**Stored data:**

#####

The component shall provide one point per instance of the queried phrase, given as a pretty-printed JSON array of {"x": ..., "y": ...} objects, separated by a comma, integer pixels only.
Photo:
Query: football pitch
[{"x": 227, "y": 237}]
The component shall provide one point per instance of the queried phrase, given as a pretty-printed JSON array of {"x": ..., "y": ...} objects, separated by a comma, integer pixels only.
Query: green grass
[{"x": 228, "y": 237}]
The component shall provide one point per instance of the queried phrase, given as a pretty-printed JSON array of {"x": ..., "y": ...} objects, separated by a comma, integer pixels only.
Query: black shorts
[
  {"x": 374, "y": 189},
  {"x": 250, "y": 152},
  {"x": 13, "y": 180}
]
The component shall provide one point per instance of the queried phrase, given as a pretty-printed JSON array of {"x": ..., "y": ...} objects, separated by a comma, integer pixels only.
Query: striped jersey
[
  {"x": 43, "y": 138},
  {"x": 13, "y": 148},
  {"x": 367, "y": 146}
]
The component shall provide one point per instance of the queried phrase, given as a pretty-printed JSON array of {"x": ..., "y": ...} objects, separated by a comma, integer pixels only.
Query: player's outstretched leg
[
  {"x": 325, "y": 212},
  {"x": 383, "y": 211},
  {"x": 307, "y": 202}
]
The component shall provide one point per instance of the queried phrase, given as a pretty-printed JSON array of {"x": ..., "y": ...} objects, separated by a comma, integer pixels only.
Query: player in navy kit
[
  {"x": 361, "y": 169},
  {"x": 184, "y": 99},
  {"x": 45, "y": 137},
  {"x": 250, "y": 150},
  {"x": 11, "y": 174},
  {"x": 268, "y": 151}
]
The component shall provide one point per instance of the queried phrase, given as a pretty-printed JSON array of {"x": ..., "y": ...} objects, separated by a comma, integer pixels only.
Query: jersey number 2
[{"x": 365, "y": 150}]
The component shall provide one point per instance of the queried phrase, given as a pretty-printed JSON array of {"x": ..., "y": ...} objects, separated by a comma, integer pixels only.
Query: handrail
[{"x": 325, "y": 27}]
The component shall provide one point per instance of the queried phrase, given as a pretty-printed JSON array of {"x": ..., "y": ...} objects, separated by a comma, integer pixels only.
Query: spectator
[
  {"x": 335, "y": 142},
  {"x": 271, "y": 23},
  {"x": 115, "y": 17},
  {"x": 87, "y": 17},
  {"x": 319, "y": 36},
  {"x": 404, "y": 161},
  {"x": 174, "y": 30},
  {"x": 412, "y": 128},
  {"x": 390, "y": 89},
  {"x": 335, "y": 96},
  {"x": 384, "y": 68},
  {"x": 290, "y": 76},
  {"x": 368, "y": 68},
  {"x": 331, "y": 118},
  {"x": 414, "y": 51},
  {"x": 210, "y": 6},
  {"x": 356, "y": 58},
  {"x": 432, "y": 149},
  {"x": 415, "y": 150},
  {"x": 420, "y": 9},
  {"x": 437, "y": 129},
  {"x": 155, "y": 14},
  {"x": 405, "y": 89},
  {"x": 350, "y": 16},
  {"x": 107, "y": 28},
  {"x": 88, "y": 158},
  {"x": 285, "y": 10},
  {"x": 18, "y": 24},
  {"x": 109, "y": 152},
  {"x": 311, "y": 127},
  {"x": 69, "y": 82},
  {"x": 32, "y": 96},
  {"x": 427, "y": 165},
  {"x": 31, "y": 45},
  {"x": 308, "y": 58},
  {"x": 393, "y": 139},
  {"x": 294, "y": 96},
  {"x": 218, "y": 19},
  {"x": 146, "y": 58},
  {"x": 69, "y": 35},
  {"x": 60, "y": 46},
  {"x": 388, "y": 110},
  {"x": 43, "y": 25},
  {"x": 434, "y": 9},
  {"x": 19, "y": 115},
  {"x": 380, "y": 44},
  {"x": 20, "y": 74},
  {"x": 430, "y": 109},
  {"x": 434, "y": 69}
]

#####

**What this task involves:** Every line of the listing is to be returned unchanged.

**Task result:**
The component shall provide one point per instance of the queried phrase, given as a pretty-printed JSON array of {"x": ..., "y": ...} objects, separated by a comma, integer pixels only.
Photo:
Query: football pitch
[{"x": 227, "y": 237}]
The component shall provide one point per instance of the queried phrase, given as a pretty-printed JSON array of {"x": ..., "y": ...} objects, separated by a comma, integer pixels only.
Query: green grass
[{"x": 228, "y": 237}]
The component shall provide one point per instance of the queried phrase, given as a pretty-printed JSON array of {"x": ..., "y": ...} objects, separated by a comma, integer pixels only.
Query: black shorts
[
  {"x": 374, "y": 189},
  {"x": 250, "y": 152},
  {"x": 13, "y": 180}
]
The component shall provide one point per instance of the queried phrase, given as a pretty-printed JSON array of {"x": ..., "y": ...} objects, separated by a comma, integer pixels only.
Query: striped jersey
[
  {"x": 43, "y": 138},
  {"x": 13, "y": 148},
  {"x": 367, "y": 146}
]
The component shall provide one point per instance of the queried phrase, given as a pretty-printed JSON array of {"x": ..., "y": ...} objects, separated by a comma, integer pixels only.
Query: player's outstretched leg
[
  {"x": 325, "y": 212},
  {"x": 383, "y": 211},
  {"x": 307, "y": 202}
]
The component shall provide one point per instance of the queried phrase, given as a pretty-printed JSON array of {"x": ..., "y": ...} objects, separated by a comma, integer pixels only.
Query: player in navy kit
[
  {"x": 361, "y": 169},
  {"x": 184, "y": 99},
  {"x": 45, "y": 137},
  {"x": 250, "y": 150},
  {"x": 11, "y": 174},
  {"x": 268, "y": 151}
]
The component shall provide one point per instance of the queried phrase, given as a pretty-printed JSON array of {"x": ..., "y": ...} objects, separated by a comma, integer pixels only.
Query: jersey number 2
[{"x": 365, "y": 150}]
The component shall provide one point per instance of the queried phrase, given as a pretty-printed JSON array of {"x": ..., "y": ...} objects, separated by a comma, integer pixels only.
Query: handrail
[{"x": 325, "y": 27}]
The component shall provide one point per instance of the queried phrase, given as a pretty-printed JSON array of {"x": ..., "y": ...} objects, separated by a comma, integer pixels only.
Query: spectator
[
  {"x": 335, "y": 142},
  {"x": 271, "y": 23},
  {"x": 115, "y": 17},
  {"x": 87, "y": 17},
  {"x": 319, "y": 36},
  {"x": 404, "y": 161},
  {"x": 174, "y": 30},
  {"x": 412, "y": 128},
  {"x": 390, "y": 89},
  {"x": 335, "y": 96},
  {"x": 384, "y": 68},
  {"x": 290, "y": 76},
  {"x": 368, "y": 68},
  {"x": 331, "y": 118},
  {"x": 414, "y": 51},
  {"x": 210, "y": 6},
  {"x": 356, "y": 58},
  {"x": 432, "y": 149},
  {"x": 415, "y": 150},
  {"x": 420, "y": 9},
  {"x": 437, "y": 129},
  {"x": 155, "y": 14},
  {"x": 405, "y": 89},
  {"x": 350, "y": 16},
  {"x": 107, "y": 28},
  {"x": 88, "y": 158},
  {"x": 285, "y": 10},
  {"x": 18, "y": 24},
  {"x": 109, "y": 152},
  {"x": 311, "y": 127},
  {"x": 69, "y": 82},
  {"x": 32, "y": 96},
  {"x": 427, "y": 165},
  {"x": 31, "y": 45},
  {"x": 308, "y": 58},
  {"x": 393, "y": 139},
  {"x": 294, "y": 96},
  {"x": 218, "y": 19},
  {"x": 146, "y": 58},
  {"x": 69, "y": 35},
  {"x": 60, "y": 46},
  {"x": 388, "y": 110},
  {"x": 43, "y": 25},
  {"x": 434, "y": 9},
  {"x": 19, "y": 115},
  {"x": 380, "y": 44},
  {"x": 20, "y": 74},
  {"x": 430, "y": 109},
  {"x": 434, "y": 69}
]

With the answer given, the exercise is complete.